Twenty years ago, CCPJ began as the Interfaith Peace Coalition, promoting nuclear disarmament. One of IPC’s coups was hosting a talk by Vitaly Churkin, from the Soviet embassy in Washington. Later, with an office in The Prism coffeehouse, the group renamed itself the Charlottesville Peace Center. Operating on limited donations, the CPC held rallies, talks and asked the City Council to declare Charlottesville a nuclear-free zone. During the years, CCPJ members have been Quakers, Jews, pacifists and priests, as well as professors and parents, journalists, students, teachers and anybody committed to their cause.

The group has had its share of detractors, too. Anderson identifies them as “People who are themselves misinformed, who do not understand that peace making is everyone’s responsibility…the very thing that makes democracy stronger, and the world safer.”

CCPJ perceives peace, creativity and culture as going hand in hand, along with a good deal of introspection. Their means of protest and proactive discord have not been limited to banners and bullhorns. Local music teacher and CCPJ member Betty Gross (left), for instance, will soon be seen on the Downtown Mall playing her viola, singing “America the Beautiful” and the “Star-Spangled Banner” to call attention to the problems in the Middle East now perpetrated in the name of homeland security.”

Further, in March, to coincide with 998 readings in 59 countries and all 50 states, CCPJ co-sponsored a reading of Aristophanes’ anti-war Greek comedy Lysistrata in which Athenian and Laconian women end the Peloponnesian War by withholding sex from their hawkish husbands.

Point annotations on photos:
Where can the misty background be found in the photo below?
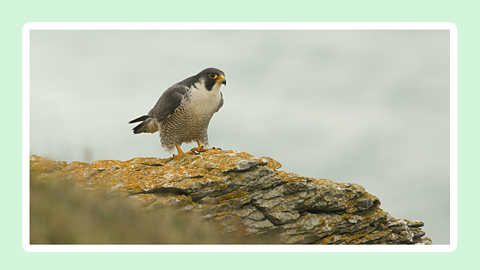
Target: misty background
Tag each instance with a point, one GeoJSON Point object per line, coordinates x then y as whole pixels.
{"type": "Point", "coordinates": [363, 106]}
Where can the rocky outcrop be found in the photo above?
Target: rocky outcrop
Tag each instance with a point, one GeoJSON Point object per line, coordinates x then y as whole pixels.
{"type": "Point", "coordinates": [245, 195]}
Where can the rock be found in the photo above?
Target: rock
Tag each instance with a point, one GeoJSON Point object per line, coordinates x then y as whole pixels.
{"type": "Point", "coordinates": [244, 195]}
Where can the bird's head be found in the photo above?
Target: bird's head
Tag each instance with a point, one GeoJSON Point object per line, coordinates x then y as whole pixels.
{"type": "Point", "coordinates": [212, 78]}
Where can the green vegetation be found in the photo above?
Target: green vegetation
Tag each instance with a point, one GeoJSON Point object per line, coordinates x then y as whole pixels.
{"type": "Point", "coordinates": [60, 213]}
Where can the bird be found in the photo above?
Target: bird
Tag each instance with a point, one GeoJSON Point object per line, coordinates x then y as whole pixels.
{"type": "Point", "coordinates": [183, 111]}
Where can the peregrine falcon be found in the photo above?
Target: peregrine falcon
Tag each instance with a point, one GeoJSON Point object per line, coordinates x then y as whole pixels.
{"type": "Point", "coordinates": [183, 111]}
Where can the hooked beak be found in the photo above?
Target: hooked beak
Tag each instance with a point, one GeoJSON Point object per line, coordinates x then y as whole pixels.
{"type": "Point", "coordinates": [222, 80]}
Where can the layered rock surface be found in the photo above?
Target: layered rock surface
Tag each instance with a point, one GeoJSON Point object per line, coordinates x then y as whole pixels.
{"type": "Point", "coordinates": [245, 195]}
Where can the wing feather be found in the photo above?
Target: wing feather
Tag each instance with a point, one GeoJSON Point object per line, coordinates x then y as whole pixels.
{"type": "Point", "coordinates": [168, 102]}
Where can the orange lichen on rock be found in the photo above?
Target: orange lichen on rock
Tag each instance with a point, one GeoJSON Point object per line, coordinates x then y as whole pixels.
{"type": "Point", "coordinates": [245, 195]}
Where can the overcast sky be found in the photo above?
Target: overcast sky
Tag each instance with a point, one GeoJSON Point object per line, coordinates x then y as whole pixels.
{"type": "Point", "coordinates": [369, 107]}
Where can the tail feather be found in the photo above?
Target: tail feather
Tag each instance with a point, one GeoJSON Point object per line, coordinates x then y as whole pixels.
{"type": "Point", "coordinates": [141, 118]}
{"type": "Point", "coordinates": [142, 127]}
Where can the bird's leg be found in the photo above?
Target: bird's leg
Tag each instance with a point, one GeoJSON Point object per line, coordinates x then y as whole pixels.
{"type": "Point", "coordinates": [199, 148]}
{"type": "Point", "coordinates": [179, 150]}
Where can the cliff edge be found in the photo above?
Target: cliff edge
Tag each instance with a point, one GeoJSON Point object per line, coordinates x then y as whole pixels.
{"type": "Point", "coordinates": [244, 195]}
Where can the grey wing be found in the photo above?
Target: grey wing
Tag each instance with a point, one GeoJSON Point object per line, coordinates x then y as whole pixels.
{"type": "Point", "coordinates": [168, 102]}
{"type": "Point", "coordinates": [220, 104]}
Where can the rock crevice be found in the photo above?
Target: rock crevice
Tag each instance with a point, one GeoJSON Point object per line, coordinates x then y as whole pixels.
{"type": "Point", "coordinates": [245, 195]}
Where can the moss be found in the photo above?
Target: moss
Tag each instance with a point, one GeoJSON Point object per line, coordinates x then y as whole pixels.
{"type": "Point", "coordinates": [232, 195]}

Given task ▸
Change "viola" to "cello" in the CCPJ passage and give everything from "CCPJ perceives peace, creativity" down to "their hawkish husbands." with that edit. These entries aren't needed.

Response to this exercise ▸
CCPJ perceives peace, creativity and culture as going hand in hand, along with a good deal of introspection. Their means of protest and proactive discord have not been limited to banners and bullhorns. Local music teacher and CCPJ member Betty Gross (left), for instance, will soon be seen on the Downtown Mall playing her cello, singing “America the Beautiful” and the “Star-Spangled Banner” to call attention to the problems in the Middle East now perpetrated in the name of homeland security.”

Further, in March, to coincide with 998 readings in 59 countries and all 50 states, CCPJ co-sponsored a reading of Aristophanes’ anti-war Greek comedy Lysistrata in which Athenian and Laconian women end the Peloponnesian War by withholding sex from their hawkish husbands.